[RECORDS SHOWN Boundary: Start]

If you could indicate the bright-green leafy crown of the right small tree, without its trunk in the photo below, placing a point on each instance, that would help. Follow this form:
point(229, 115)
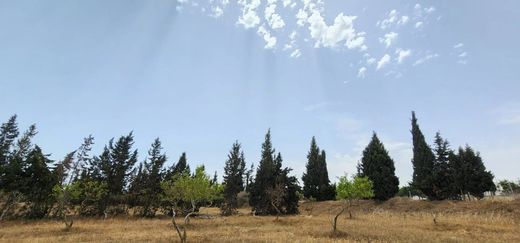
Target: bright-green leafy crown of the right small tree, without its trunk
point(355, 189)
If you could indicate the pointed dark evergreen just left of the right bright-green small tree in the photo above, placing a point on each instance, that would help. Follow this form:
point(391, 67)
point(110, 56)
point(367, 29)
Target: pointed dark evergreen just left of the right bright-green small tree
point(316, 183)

[RECORDS SHOWN Boundary: End]
[RECORDS SHOWN Boundary: Start]

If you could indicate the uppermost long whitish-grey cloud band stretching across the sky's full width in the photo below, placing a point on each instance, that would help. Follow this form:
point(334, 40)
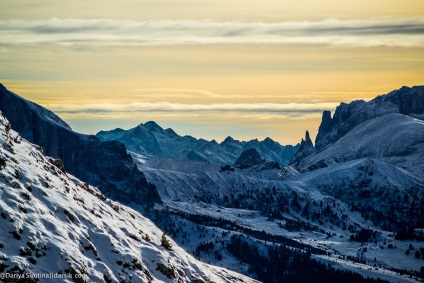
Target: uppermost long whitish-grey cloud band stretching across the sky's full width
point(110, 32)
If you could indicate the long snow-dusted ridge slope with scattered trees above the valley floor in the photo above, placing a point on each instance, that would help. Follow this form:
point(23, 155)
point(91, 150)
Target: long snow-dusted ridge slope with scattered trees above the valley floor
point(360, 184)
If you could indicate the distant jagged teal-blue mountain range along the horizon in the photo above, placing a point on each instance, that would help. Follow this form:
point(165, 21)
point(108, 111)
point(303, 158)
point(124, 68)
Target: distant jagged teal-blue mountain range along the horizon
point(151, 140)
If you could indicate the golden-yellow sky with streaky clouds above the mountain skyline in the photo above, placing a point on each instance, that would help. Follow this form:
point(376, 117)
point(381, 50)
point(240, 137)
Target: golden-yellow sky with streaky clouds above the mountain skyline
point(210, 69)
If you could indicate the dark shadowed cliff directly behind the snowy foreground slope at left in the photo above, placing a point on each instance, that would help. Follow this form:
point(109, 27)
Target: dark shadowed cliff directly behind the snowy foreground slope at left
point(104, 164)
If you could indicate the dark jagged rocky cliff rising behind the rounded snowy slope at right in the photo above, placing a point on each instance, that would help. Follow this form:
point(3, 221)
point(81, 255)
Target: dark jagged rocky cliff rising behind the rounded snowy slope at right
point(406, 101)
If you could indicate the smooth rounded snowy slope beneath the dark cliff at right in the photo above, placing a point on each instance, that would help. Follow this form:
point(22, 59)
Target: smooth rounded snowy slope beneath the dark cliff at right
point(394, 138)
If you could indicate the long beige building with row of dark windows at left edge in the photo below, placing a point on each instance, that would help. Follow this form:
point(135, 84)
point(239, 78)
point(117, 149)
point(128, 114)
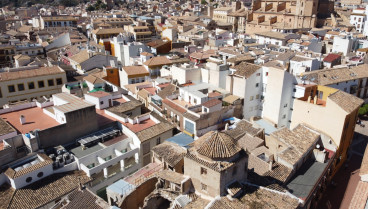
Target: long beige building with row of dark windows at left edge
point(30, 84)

[RECORDS SHOWN Boundary: End]

*EXERCISE BRIEF*
In the records above, find every line with the word "below" and copy it.

*SOLUTION FOR THIS EXERCISE*
If you could indicate the bright-green leafy crown of the right small tree, without its trunk in the photo below, placing a point on each instance, that would help. Follow this form:
If you could indicate the uppermost long whitish-grey cloud band stretching across the sky's full width in the photo below, placing a point on each instance, that would help. Follow this form:
If you could indicate the long beige building with row of dark windows at left edge in the photo below, placing a point on each instance, that would help. Follow this form:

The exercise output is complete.